**WHAT TO DO**
Express each line below as a string in a JSON list, one string per line, omitting blank lines.
***** LISTED RECORDS *****
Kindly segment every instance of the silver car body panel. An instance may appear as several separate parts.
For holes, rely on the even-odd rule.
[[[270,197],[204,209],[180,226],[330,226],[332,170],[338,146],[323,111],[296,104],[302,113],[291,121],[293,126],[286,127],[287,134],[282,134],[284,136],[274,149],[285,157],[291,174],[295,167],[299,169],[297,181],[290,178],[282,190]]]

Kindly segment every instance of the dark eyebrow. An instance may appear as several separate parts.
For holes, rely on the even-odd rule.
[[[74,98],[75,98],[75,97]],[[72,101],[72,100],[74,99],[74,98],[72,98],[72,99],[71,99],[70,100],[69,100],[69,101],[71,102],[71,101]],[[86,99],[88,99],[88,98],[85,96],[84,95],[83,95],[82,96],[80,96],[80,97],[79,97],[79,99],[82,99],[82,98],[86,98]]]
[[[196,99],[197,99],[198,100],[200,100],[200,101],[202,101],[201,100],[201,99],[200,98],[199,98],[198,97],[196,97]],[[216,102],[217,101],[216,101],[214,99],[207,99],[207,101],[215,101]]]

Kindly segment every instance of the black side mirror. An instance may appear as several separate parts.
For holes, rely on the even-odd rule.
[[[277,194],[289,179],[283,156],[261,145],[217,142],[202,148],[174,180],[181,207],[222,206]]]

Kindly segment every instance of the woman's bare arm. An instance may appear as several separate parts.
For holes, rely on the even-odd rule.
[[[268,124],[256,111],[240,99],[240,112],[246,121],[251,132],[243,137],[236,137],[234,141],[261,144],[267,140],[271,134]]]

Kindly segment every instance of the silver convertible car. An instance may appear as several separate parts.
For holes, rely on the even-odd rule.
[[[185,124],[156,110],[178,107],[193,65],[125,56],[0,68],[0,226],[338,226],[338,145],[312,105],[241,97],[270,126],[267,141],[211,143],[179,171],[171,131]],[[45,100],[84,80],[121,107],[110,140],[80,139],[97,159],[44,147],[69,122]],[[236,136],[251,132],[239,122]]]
*****
**ANSWER TO THE EXERCISE**
[
  "Kindly segment every instance of the silver car body panel. An instance may appear as several separate parts.",
  "For holes, rely on the even-odd rule.",
  "[[[270,197],[204,209],[180,226],[330,226],[332,170],[338,146],[323,111],[296,104],[302,113],[291,121],[293,126],[286,127],[287,134],[282,134],[284,136],[274,149],[285,157],[291,174],[295,167],[299,169],[297,181],[290,178],[282,190]]]",
  "Kindly segment every instance of the dark eyebrow. An instance may appear as several separate parts.",
  "For holes, rely on the even-odd rule.",
  "[[[74,98],[75,98],[75,97]],[[72,101],[72,100],[74,99],[74,98],[72,98],[72,99],[71,99],[70,100],[69,100],[69,101],[71,102],[71,101]],[[86,99],[88,99],[88,98],[85,96],[84,95],[83,95],[82,96],[80,96],[80,97],[79,97],[79,99],[82,99],[82,98],[86,98]]]",
  "[[[196,99],[197,99],[198,100],[200,100],[200,101],[202,101],[201,100],[201,99],[200,98],[199,98],[198,97],[196,97]],[[216,102],[217,101],[216,101],[214,99],[207,99],[207,101],[215,101]]]",
  "Kindly segment every instance of the black side mirror. An instance may appear as several separate parts.",
  "For holes, rely on the even-odd rule.",
  "[[[277,194],[289,179],[283,156],[261,145],[217,142],[202,148],[174,180],[181,207],[222,206]]]",
  "Kindly segment every instance of the woman's bare arm. An instance may appear as several separate parts.",
  "For holes, rely on the even-odd rule.",
  "[[[268,124],[256,111],[240,99],[240,112],[246,121],[251,132],[243,137],[236,137],[234,141],[261,144],[267,140],[271,134]]]",
  "Kindly segment every instance of the silver convertible car. An instance may appear as several separate parts.",
  "For holes, rely on the even-odd rule.",
  "[[[185,124],[156,110],[178,107],[193,65],[125,56],[0,68],[0,226],[338,226],[338,145],[312,105],[241,97],[270,126],[267,141],[211,143],[179,171],[171,131]],[[45,100],[84,80],[121,107],[110,140],[80,139],[97,159],[44,147],[69,122]],[[236,136],[251,132],[239,122]]]"
]